His understanding with Hasselbaink was almost instant however, so much so that the Dutchman preferred the presence of Gudjohnsen to the brilliance of Zola.

“Gianfranco is a magnificent football player,” Hasselbaink told Sky Sports.

“Technically absolutely magnificent, but the connection was not as good as us. The main thing was we wanted each other to do well. If he would score I would be so happy for him and vice versa.

“I would make my run and he would find me.”

Gudjohnsen also noted how their on-pitch relationship was evident from the infancy of their time together.

“Even in the first season we had games where it was obvious there was something special there,” he told Chelsea’s official website.

“We had big competition for places in the team with Franco. It wasn’t easy competing with one of the greatest players in Chelsea’s history. I had a lot of respect for him and he obviously had respect for me as well, and I felt it. He could see me and Jimmy had something special.

“Sometimes the three of us sat down and we said: “why can’t we all play together? Surely there is a way with the quality we have.” In the end it was obviously the manager’s decision.’

Their second season together was the apogee of their attacking alliance as the free-scoring forwards wreaked havoc on Premier League defences. Between them Hasselbaink and Gudjohnsen scored 52 goals across all competitions, with 37 coming in the league alone.

It’s often said that opposites attract and in Premier League partnerships it has perhaps never been more evident.

Hasselbaink was a formidable physical presence, barrel-chested and thunder-thighed. Rarely caring for subtlety, his was a game built on thunderous power and a shot which made even the bravest defenders wince in anticipation.

In contrast, Gudjohnsen was the calm to his teammate’s chaos. Dropping deeper in a more creative role, he excelled in picking passes between lines with his technical talent a perfect compliment to the free-scoring forward alongside him.

Power and poise, ferocity and finesse, fire and ice.

“Our styles of play complemented each other,” Gudjohnsen told Chelsea’s official website. “We were completely different as players. Jimmy was so powerful that it was almost just up to me: how could I find a ball to him, or where can I find him, or how can I take a touch where I see his run, and vice versa.

“Jimmy was underestimated. He was clever in the sense that he knew what he could and couldn’t do, and he knew how to use his ability perfectly. It was one of the most enjoyable times having him as a strike partner.

“Jimmy was an out-and-out striker. He bullied people, he had this unbelievable strike on him. If you talk about top, top players he is definitely in that bracket.”

__WORKING DATA__

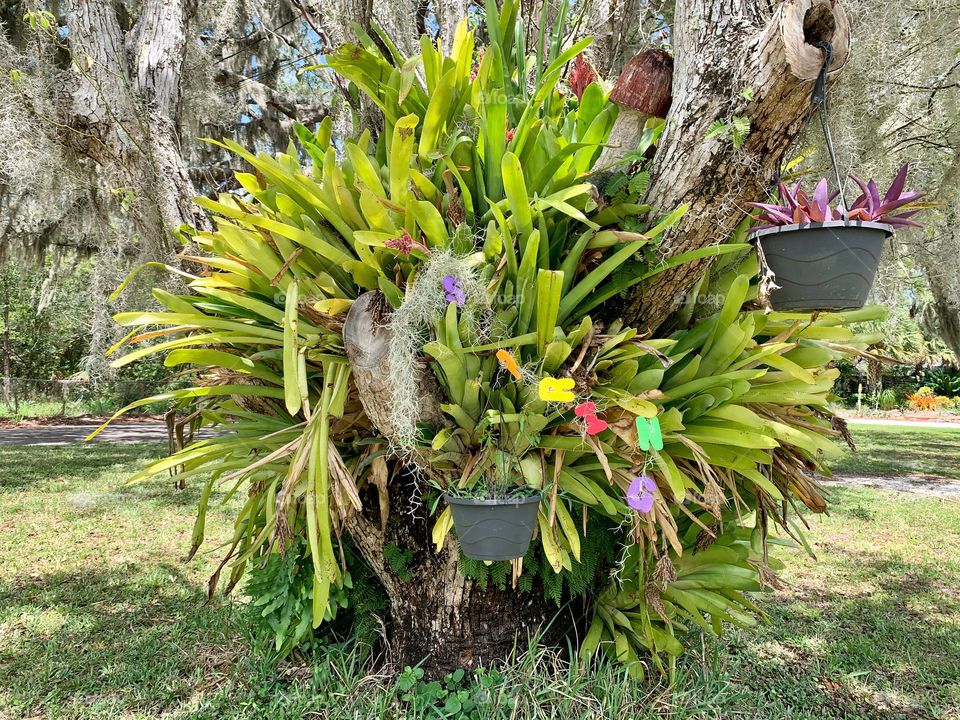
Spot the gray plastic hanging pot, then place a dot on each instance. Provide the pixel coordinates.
(823, 266)
(495, 529)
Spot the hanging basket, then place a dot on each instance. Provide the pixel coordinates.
(495, 529)
(822, 266)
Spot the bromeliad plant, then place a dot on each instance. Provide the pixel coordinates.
(821, 257)
(391, 308)
(895, 208)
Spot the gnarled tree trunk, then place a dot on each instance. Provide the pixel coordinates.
(437, 615)
(722, 47)
(725, 53)
(122, 109)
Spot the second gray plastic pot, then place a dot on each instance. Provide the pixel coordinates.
(823, 266)
(496, 529)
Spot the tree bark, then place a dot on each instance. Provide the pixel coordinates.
(437, 616)
(122, 108)
(938, 258)
(724, 48)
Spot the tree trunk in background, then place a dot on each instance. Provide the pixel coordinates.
(619, 29)
(722, 48)
(122, 110)
(7, 390)
(939, 256)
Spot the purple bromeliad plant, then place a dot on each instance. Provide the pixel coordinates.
(796, 207)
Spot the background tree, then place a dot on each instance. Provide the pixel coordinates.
(319, 332)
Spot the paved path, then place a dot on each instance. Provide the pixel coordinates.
(918, 424)
(71, 434)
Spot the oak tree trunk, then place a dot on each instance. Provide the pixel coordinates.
(722, 48)
(732, 59)
(121, 108)
(437, 616)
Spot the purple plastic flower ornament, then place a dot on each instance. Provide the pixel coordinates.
(640, 494)
(454, 290)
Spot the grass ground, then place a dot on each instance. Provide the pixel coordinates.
(100, 618)
(902, 450)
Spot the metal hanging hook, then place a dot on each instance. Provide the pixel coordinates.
(819, 101)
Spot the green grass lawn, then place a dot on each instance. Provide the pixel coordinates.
(101, 618)
(902, 451)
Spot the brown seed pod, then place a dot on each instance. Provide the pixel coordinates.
(646, 83)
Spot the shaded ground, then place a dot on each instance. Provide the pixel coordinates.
(932, 453)
(100, 618)
(68, 434)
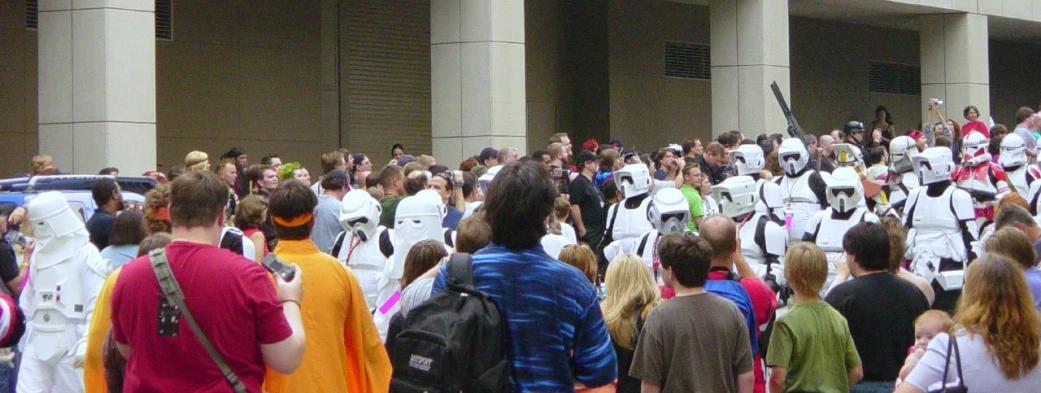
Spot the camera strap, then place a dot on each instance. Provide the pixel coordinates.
(172, 290)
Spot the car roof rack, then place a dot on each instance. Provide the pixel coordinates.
(136, 184)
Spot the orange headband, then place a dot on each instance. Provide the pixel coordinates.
(296, 221)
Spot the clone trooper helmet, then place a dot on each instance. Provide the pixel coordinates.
(52, 218)
(848, 155)
(1013, 151)
(793, 156)
(902, 149)
(736, 195)
(934, 165)
(360, 213)
(974, 149)
(668, 211)
(633, 180)
(485, 180)
(844, 189)
(747, 158)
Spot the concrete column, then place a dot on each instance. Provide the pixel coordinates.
(97, 84)
(750, 51)
(955, 63)
(477, 77)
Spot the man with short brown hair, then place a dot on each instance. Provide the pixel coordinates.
(231, 298)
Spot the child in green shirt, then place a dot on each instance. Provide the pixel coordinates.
(811, 348)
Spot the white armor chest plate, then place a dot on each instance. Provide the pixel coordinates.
(831, 232)
(366, 262)
(631, 223)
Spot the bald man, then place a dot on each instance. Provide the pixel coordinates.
(751, 295)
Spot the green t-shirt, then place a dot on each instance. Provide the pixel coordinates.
(694, 199)
(813, 343)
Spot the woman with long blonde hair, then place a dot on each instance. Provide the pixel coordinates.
(631, 295)
(997, 332)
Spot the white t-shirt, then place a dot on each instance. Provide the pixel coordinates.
(981, 369)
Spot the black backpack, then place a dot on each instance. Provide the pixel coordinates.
(455, 341)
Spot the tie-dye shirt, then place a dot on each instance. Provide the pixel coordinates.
(557, 332)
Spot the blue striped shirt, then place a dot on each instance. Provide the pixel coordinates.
(557, 331)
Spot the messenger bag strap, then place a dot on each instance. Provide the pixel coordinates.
(172, 290)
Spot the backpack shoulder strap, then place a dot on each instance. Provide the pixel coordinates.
(338, 244)
(172, 290)
(460, 269)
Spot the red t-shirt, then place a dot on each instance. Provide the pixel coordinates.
(231, 298)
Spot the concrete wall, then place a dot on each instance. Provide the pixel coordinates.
(1014, 79)
(648, 109)
(18, 89)
(830, 77)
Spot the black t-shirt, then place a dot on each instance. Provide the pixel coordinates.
(590, 203)
(100, 226)
(8, 262)
(881, 309)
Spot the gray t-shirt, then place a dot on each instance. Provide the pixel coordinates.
(694, 343)
(981, 369)
(326, 224)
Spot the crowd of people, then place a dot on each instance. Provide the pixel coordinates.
(863, 261)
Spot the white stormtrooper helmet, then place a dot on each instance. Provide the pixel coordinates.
(668, 211)
(1013, 151)
(793, 156)
(736, 195)
(485, 180)
(934, 165)
(360, 213)
(51, 217)
(748, 159)
(419, 217)
(902, 150)
(633, 180)
(974, 149)
(844, 189)
(848, 155)
(770, 201)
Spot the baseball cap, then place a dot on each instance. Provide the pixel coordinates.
(584, 156)
(488, 153)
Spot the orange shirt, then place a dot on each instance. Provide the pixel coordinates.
(344, 349)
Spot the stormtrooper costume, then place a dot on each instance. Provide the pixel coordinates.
(364, 245)
(629, 218)
(1013, 160)
(667, 212)
(66, 273)
(232, 239)
(828, 227)
(985, 181)
(941, 227)
(419, 217)
(902, 179)
(802, 187)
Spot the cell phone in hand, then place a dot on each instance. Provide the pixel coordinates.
(277, 266)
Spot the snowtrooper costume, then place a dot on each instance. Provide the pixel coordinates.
(941, 227)
(902, 176)
(629, 218)
(802, 187)
(419, 217)
(364, 245)
(828, 227)
(1013, 160)
(66, 273)
(985, 181)
(667, 212)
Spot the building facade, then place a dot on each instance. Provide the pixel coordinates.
(131, 83)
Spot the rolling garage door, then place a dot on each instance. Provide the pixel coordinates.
(385, 77)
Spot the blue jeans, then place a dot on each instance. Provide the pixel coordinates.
(873, 387)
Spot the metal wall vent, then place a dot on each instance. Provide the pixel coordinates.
(894, 78)
(688, 60)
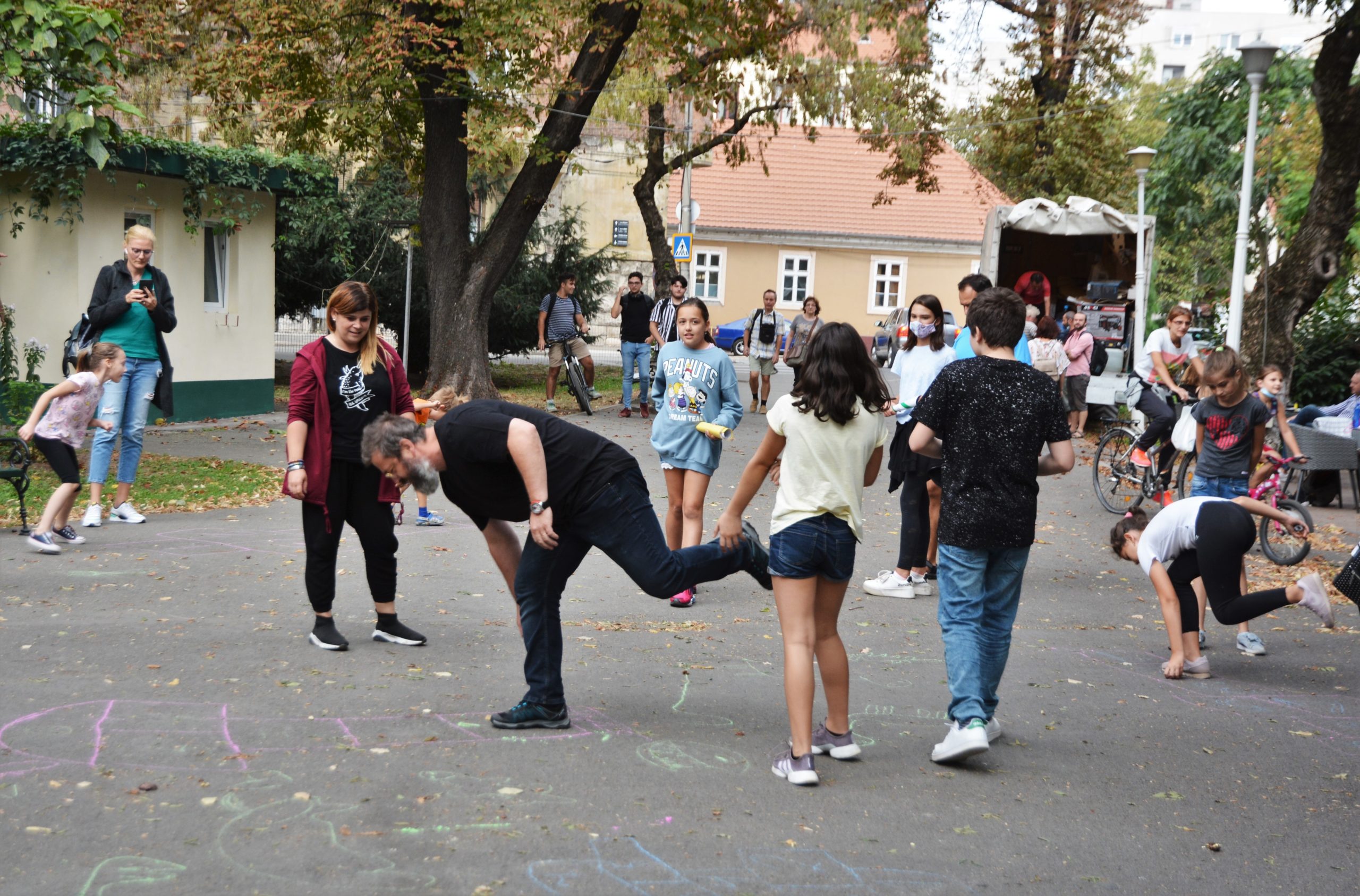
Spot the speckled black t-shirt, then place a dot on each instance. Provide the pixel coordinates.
(994, 418)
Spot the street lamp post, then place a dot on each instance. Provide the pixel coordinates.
(1256, 60)
(1142, 159)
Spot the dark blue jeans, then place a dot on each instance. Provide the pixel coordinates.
(622, 523)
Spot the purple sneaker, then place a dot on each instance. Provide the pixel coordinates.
(797, 770)
(839, 746)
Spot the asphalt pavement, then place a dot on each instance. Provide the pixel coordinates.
(165, 728)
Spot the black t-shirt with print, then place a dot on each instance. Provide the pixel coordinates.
(355, 400)
(637, 317)
(994, 416)
(1228, 436)
(480, 476)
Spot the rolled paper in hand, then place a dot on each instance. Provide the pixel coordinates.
(713, 429)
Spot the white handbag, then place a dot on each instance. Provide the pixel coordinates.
(1186, 430)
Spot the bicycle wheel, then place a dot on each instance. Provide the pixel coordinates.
(577, 385)
(1116, 479)
(1185, 475)
(1281, 545)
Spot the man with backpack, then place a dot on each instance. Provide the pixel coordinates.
(1079, 347)
(763, 353)
(561, 319)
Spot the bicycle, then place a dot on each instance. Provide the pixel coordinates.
(576, 373)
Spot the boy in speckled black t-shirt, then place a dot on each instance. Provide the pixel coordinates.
(989, 418)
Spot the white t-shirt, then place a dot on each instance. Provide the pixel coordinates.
(822, 471)
(917, 370)
(1171, 532)
(1174, 356)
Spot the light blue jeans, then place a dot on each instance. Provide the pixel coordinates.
(637, 354)
(980, 592)
(125, 406)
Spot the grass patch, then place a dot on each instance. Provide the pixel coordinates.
(165, 484)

__EXERCISES TO COMPLETE__
**a)** In the passage about the Chelsea strike partnership, how many goals did Hasselbaink and Gudjohnsen score between them across all competitions in their second season together?
**b)** Please retype the stretch of the listing from the line containing "Spot the bicycle, then" through the end of the listing, keeping every line unchanged.
The listing is unrelated to the passage about the Chelsea strike partnership.

__CORRECT ANSWERS__
**a)** 52 goals.

**b)**
Spot the bicycle, then place a dot on each instance. Provide the pixel coordinates.
(576, 373)
Spot the boy in speckled black t-shirt, then place a dot on each instance. Provide the pixel coordinates.
(989, 418)
Spot the white t-shirt, then place a dot on each instance. Provide the pixel coordinates.
(822, 471)
(917, 370)
(1171, 532)
(1174, 356)
Spot the light blue jeans, then place a dot on each instance. Provide the pixel coordinates.
(637, 354)
(980, 592)
(125, 406)
Spot the grass patch, then place a dot on each instance. Provide the pixel coordinates.
(165, 484)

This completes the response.